### [DOCUMENT SEGMENT]
September 11th, 2017
by Melanie Zuercher
Sometimes making peace is as simple as listening well. And sometimes the outcome can literally be life or death.
Bethel College in North Newton, Kansas, is unique among Kansas colleges and universities in making a Peace, Justice and Conflict Studies course part of its general education requirements.
That translates to the nursing program, which is the only one in the state whose graduates must successfully complete Practical Skills for Managing Interpersonal Conflict – a core course in the Kansas Institute for Peace and Conflict Resolution (KIPCOR), for which staff make some adaptations for health-care settings.
Every student admitted to the program takes this four-day intensive course at the beginning of his or her junior year.
“There is plenty of conflict in health care,” says Abby Schrag, a 2016 Bethel nursing graduate who now works in the medical unit at Newton Medical Center. “I think I deal with conflict the most between patients and their families.

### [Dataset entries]
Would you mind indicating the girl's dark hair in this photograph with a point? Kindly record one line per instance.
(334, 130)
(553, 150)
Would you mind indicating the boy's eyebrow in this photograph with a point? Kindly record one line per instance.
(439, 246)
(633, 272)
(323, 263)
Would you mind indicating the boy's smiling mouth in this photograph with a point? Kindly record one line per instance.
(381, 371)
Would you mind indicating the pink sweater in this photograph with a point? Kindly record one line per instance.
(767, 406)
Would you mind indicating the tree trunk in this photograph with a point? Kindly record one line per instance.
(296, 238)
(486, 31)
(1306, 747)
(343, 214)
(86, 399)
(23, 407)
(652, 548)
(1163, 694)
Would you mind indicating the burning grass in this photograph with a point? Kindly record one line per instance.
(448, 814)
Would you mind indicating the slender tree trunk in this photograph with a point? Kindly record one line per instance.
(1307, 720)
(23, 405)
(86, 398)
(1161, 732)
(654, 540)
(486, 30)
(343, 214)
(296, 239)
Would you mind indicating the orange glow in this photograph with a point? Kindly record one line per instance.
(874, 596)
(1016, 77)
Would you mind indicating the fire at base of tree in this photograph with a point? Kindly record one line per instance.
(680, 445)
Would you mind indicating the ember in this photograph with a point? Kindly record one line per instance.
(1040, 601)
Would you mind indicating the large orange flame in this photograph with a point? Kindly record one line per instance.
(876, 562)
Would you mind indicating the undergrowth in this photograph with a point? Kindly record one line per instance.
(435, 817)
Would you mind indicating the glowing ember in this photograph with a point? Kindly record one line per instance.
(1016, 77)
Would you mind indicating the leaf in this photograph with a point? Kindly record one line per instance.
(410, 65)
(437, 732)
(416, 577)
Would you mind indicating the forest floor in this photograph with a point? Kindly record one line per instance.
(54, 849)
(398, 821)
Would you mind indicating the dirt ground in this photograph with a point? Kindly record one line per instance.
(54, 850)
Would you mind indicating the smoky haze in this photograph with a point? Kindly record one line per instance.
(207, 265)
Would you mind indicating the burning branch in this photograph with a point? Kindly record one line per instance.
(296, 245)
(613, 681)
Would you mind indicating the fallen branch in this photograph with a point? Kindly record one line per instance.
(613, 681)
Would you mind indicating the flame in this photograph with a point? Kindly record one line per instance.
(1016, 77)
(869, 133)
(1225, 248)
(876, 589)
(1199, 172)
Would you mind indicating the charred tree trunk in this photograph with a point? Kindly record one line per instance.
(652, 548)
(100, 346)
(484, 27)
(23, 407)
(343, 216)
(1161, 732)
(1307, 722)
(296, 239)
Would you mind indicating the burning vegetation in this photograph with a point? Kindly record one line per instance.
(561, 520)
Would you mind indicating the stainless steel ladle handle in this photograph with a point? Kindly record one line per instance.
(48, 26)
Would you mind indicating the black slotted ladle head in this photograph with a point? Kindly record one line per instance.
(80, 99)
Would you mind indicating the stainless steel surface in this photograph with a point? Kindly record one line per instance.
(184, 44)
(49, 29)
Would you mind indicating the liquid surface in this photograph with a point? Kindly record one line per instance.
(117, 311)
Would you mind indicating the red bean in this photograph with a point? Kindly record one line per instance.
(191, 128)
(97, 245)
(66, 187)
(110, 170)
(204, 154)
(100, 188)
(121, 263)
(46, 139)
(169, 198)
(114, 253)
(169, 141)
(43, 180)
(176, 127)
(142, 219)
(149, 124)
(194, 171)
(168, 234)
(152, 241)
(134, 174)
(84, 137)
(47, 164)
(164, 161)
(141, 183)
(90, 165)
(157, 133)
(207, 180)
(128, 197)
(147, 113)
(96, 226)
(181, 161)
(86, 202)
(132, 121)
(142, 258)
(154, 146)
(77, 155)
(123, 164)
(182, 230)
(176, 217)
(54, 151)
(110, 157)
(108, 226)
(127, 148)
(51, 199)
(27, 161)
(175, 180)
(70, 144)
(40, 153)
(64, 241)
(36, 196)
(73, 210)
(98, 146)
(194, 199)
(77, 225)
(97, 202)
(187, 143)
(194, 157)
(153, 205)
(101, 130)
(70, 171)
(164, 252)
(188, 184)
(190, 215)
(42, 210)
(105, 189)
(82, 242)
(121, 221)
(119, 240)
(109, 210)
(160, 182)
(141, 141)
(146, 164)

### [STUDY QUESTIONS]
**A.** Answer these about the article on Bethel College's nursing program:
(i) What is the name of the course every nursing graduate must successfully complete?
(ii) How long is that course, and at what point in the program do students take it?
(iii) Where does Abby Schrag now work?
**B.** Please carry on the article about Bethel College's nursing program, picking up right after its final sentence.

### [LIST OF ANSWERS]
**A.**
(i) Practical Skills for Managing Interpersonal Conflict
(ii) It is a four-day intensive course taken at the beginning of the junior year.
(iii) In the medical unit at Newton Medical Center

**B.**
“Often there are disagreements about the correct plan of care for my patients, with the actual patient wanting one thing and different members of the family wanting others. This has been especially difficult in end-of-life care or care of patients with dementia.
“The biggest thing the class … has taught me is to really take the time to listen to people and acknowledge their thoughts and feelings. I think people often get so caught up in what they think needs to be done that they don’t take the time to listen to others. Then misunderstandings occur, feelings get hurt and situations get much more complicated than they need to be.”
In fact, there have been studies done that show some links between patient safety and even patient death rates and the way conflict (between health-care providers, between providers and family members) is resolved or not.
KIPCOR began offering the special intensive course for nursing majors about 10 years ago. It happened after former Director of Nursing Gregg Schroeder took Practical Skills for Managing Interpersonal Conflict himself.
“He said all nursing students ought to take it,” recalls Gary Flory, long-time KIPCOR director. For several years, a few would come on faculty recommendation, until finally the class was integrated into the curriculum.
“The first year or two, it was tough,” Flory continues, “because they would say ‘This doesn’t have anything to do with nursing.’”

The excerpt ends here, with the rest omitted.